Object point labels
·····
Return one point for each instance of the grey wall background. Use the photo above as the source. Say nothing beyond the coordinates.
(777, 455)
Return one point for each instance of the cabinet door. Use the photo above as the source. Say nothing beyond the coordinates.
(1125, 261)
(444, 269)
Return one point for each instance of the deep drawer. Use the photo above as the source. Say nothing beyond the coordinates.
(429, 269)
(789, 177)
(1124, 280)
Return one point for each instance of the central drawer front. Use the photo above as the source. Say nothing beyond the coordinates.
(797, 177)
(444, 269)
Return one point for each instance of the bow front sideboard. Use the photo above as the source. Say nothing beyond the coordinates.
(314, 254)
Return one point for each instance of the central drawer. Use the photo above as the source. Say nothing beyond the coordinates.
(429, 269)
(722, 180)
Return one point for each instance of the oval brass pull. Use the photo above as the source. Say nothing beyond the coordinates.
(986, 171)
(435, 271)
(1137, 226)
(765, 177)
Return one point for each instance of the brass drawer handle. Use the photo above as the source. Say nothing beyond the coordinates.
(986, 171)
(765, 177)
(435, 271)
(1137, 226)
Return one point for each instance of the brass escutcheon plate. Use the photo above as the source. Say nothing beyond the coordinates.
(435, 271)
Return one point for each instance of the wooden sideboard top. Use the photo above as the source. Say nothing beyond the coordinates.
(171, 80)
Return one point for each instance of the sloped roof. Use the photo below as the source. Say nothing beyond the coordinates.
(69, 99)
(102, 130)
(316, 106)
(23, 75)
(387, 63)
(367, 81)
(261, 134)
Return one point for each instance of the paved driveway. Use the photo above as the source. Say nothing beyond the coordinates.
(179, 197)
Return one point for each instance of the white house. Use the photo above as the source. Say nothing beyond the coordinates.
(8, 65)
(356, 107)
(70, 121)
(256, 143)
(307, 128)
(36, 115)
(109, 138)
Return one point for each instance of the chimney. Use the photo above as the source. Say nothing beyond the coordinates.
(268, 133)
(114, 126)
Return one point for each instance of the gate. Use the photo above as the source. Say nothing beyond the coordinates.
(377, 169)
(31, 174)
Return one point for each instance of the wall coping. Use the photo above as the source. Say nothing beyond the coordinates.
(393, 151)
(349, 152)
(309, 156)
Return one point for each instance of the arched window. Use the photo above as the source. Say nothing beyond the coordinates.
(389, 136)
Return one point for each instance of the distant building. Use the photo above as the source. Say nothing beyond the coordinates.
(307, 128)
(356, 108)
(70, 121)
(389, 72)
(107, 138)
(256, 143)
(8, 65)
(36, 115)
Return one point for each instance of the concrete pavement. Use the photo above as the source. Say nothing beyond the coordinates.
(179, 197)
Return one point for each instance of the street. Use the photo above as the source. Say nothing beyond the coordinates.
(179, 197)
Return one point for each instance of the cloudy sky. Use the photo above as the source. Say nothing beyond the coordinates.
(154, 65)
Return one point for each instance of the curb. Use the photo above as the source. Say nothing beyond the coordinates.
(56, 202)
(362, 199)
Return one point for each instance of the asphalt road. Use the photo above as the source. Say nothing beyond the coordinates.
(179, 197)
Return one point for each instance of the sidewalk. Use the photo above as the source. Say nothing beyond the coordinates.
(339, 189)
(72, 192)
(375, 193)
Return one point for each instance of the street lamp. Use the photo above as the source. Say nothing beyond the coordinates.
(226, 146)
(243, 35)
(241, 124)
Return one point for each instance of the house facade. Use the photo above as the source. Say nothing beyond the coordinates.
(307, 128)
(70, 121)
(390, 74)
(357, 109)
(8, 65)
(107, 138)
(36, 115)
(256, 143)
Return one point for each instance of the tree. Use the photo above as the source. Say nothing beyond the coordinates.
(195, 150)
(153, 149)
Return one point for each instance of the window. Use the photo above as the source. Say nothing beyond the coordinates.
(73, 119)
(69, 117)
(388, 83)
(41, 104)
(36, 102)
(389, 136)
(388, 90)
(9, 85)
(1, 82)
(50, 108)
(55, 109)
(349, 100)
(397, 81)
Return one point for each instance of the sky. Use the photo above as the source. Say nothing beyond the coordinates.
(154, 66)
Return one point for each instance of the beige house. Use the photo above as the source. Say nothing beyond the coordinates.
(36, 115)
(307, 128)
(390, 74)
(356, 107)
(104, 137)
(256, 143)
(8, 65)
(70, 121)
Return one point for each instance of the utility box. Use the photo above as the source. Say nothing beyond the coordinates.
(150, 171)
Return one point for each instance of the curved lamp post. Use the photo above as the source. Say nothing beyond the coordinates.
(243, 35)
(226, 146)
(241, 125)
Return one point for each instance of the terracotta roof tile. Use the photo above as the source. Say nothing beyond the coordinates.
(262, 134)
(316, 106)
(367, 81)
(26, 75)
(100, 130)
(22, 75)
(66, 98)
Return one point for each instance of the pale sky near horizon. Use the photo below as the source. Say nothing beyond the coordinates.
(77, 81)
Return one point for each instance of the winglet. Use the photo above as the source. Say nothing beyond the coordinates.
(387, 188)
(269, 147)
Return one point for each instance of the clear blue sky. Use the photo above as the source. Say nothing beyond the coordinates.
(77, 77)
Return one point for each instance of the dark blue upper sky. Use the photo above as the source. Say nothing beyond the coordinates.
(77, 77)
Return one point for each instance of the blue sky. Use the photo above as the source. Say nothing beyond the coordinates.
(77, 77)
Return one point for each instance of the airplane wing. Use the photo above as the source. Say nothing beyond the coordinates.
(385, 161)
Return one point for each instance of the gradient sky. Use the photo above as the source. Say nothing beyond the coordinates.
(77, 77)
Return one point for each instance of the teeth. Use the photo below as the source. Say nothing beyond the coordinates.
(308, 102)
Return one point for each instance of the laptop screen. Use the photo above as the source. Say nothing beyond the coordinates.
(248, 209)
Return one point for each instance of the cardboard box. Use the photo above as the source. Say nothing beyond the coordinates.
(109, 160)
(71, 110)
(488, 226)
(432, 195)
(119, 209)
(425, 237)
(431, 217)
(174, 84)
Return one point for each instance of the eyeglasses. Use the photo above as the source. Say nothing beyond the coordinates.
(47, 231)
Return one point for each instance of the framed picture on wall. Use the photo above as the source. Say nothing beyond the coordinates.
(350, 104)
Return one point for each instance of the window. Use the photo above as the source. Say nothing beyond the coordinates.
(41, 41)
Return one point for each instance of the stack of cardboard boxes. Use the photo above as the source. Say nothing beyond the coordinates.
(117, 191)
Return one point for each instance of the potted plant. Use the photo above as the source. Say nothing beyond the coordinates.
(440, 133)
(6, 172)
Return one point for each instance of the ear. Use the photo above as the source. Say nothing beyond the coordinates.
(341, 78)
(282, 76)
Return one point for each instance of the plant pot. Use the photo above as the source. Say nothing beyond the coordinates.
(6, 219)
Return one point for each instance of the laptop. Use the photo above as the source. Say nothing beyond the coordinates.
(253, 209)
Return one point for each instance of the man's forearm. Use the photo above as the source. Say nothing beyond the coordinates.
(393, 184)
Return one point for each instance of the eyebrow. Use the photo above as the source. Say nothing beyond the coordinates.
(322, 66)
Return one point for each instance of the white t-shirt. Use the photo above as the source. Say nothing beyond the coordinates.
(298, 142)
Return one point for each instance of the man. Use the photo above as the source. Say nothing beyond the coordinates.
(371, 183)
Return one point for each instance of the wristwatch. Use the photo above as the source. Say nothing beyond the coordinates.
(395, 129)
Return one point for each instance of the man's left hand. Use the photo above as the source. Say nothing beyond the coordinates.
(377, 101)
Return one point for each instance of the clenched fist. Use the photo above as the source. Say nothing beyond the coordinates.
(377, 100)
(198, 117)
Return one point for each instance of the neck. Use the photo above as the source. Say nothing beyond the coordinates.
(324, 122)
·····
◆ Request ◆
Retype the listing above in full, with no alterations.

◆ Task output ◆
Return one point for each instance of the grey wall background. Use the photo above as the source. Say nothing beyond the coordinates.
(777, 455)
Return one point for each instance of the cabinet door. Use the photo above as the source. Say nothing beyond the coordinates.
(1125, 261)
(444, 269)
Return one point for each instance of the deep drawer. Use the photo above as the source. Say nothing beyond the coordinates.
(429, 269)
(789, 177)
(1124, 280)
Return one point for each instance of the central drawer front. Use the photo above as the source. Say nothing beyond the coordinates.
(797, 177)
(444, 269)
Return one point for each instance of the bow front sideboard. Use the photo above as the source. Say nothing beyond the coordinates.
(314, 254)
Return one point for each instance of the central drawer. Use the photo above as the source. Say nothing beyond the coordinates.
(429, 269)
(722, 180)
Return one point for each instance of the oval brass pull. Use the photo above as the source. Say nothing beyond the coordinates.
(986, 171)
(435, 271)
(1137, 226)
(765, 177)
Return one point for each instance of the brass drawer handle. Use the photo above as the source. Say nothing beyond the coordinates.
(986, 171)
(765, 177)
(435, 271)
(1137, 226)
Return one point for each instance of the brass escutcheon plate. Use the photo above as the source. Say nothing beyond the coordinates.
(435, 271)
Return one point for each instance of the wooden sideboard top. Use the photo above as the source. Say nothing beyond the coordinates.
(171, 80)
Return one point for each instance of the sloped roof. Use the photo below as the source. Say nothing beyond the coordinates.
(69, 99)
(102, 130)
(316, 106)
(23, 75)
(387, 63)
(367, 81)
(261, 134)
Return one point for each instance of the paved driveway. Use the photo above as the source. Say nothing beyond the coordinates.
(179, 197)
Return one point for each instance of the white house. Use the photo above as the source. Say nothing beyond the coordinates.
(8, 65)
(356, 107)
(70, 121)
(256, 143)
(307, 128)
(36, 115)
(109, 138)
Return one point for each instance of the chimney. Use the photo above as the source. Say nothing beyond the coordinates.
(268, 133)
(114, 126)
Return one point for each instance of the gate. Use the photo above as the source. Say nothing beyond the coordinates.
(377, 169)
(31, 174)
Return one point for each instance of the wall coping. Use the photo above as the source. Say nothing beyond the coordinates.
(393, 151)
(349, 152)
(309, 156)
Return one point for each instance of the arched window. Use the photo above as the source. Say nothing beyond the coordinates.
(389, 136)
Return one point for each instance of the distant building. Use the photo above as the source. Say nothing beyond the coordinates.
(307, 128)
(356, 108)
(70, 121)
(389, 72)
(107, 138)
(256, 143)
(8, 65)
(36, 115)
Return one point for each instance of the concrete pavement. Use the photo above as the source. Say nothing beyond the coordinates.
(179, 197)
Return one point for each instance of the street. Use the photo above as the source. Say nothing beyond the coordinates.
(179, 197)
Return one point for each instance of the cloudy sky. Use the photo above as the source. Say nothing beyond the coordinates.
(154, 65)
Return one point for each instance of the curb. Use the photo above as the source. Say nothing beyond the coordinates.
(56, 202)
(362, 199)
Return one point for each instance of the asphalt road. Use the photo above as the source. Say nothing beyond the coordinates.
(179, 197)
Return one point for each instance of the sidewalk. Use the photo above as the source. Say nothing beyond the coordinates.
(339, 189)
(72, 192)
(375, 193)
Return one point for each instance of the street lamp. Use the photo above as the source. Say nothing beyond the coordinates.
(226, 146)
(243, 35)
(241, 124)
Return one point for each instance of the house facade. Use the photo above as the source. Say nothing beyond the coordinates.
(307, 128)
(70, 121)
(390, 74)
(357, 109)
(8, 65)
(107, 138)
(36, 115)
(256, 143)
Return one point for each instance of the tree. Use the photo above as the source. Say nothing beyond the coordinates.
(195, 150)
(153, 149)
Return one point for each instance of the window. Use the photo above as the source. Say nothing beyond the coordinates.
(73, 119)
(69, 117)
(388, 83)
(41, 104)
(36, 102)
(389, 136)
(388, 90)
(9, 85)
(1, 82)
(50, 108)
(55, 109)
(349, 100)
(397, 81)
Return one point for each instance of the sky. Use the photo above as the source. Say nothing beyond the coordinates.
(154, 66)
Return one point for each instance of the beige house. Use the photo above as the source. Say nothing beyond the coordinates.
(36, 115)
(307, 128)
(390, 74)
(356, 107)
(104, 137)
(256, 143)
(8, 65)
(70, 121)
Return one point for each instance of the utility box. Use the photo above as the source. Say nothing beyond the coordinates.
(150, 171)
Return one point for each instance of the curved lamp post. Use the photo above as the source. Say nothing beyond the coordinates.
(243, 35)
(226, 146)
(241, 125)
Return one point for each instance of the terracotta roof tile. Use the photo above as the source. Say nothing beyond the coordinates.
(262, 134)
(316, 106)
(367, 81)
(26, 75)
(100, 130)
(22, 75)
(66, 98)
Return one point for each instance of the pale sky near horizon. Use the photo below as the source. Say nothing beyond the coordinates.
(77, 81)
Return one point for each instance of the winglet. Use the photo above as the source. Say nothing beyond the coordinates.
(387, 188)
(269, 147)
Return one point for each instance of the clear blue sky. Use the photo above as the source. Say nothing beyond the coordinates.
(77, 77)
Return one point for each instance of the dark blue upper sky. Use the photo above as the source. Say nothing beyond the coordinates.
(77, 77)
Return one point for each instance of the blue sky. Use the photo above as the source. Say nothing beyond the coordinates.
(77, 77)
Return one point for each instance of the airplane wing. Use the photo above as the source. Say nothing beyond the coordinates.
(385, 161)
Return one point for each instance of the gradient sky. Use the photo above as the source. Say nothing beyond the coordinates.
(77, 77)
Return one point for each instance of the teeth. Use the photo below as the source. Say nothing beyond the coordinates.
(308, 102)
Return one point for each instance of the laptop screen. Use the photo above as the source. Say nothing beyond the coordinates.
(248, 209)
Return one point for each instance of the cardboard box. Use the photo above as the source. Say nothing beyond the coordinates.
(109, 160)
(71, 110)
(488, 226)
(432, 195)
(119, 209)
(425, 237)
(431, 217)
(174, 84)
Return one point for each instance of the eyeglasses. Use the photo above as the source. Say nothing beyond the coordinates.
(47, 231)
Return one point for each instance of the framed picture on wall. Use the photo above as the source. Say nothing beyond the coordinates.
(350, 104)
Return one point for each instance of the window. Use the photo above as the source. Say nothing beyond the coordinates.
(41, 41)
Return one point for each instance of the stack of cardboard boxes. Use the photo above as the source. Say nothing beyond the coordinates.
(117, 191)
Return one point for each instance of the potted plant. Use the photo above as the source. Say nothing beyond the coordinates.
(440, 133)
(6, 172)
Return one point for each instance of the ear. Use the photo above as the source. Say nothing beyond the coordinates.
(341, 78)
(282, 76)
Return one point for each instance of the plant pot. Use the photo above as the source. Say nothing beyond the coordinates.
(6, 219)
Return one point for each instance of the laptop. Use the photo above as the source. Say nothing beyond the coordinates.
(253, 209)
Return one point for each instance of the man's forearm. Use the photo above as the source. Say nothing beyond the coordinates.
(393, 184)
Return one point for each instance of the eyebrow. Use the photo above as the source. Say nothing beyond the coordinates.
(322, 66)
Return one point for each instance of the white t-shirt. Use the photo above as the source. Say nothing beyond the coordinates.
(298, 142)
Return one point for each instance of the man. Use the photo above as the source. Say nothing beyond the coordinates.
(371, 183)
Return one point for each instance of the wristwatch. Use the photo above as the source. Say nothing beyond the coordinates.
(395, 129)
Return one point for each instance of the man's left hand. Use the photo above as the source. Say nothing beyond the coordinates.
(377, 101)
Return one point for each instance of the clenched fist. Use the photo above as the source. Say nothing beyond the coordinates.
(377, 100)
(198, 117)
Return one point for each instance of the neck. Use the photo above as the source. Say nothing beyond the coordinates.
(324, 122)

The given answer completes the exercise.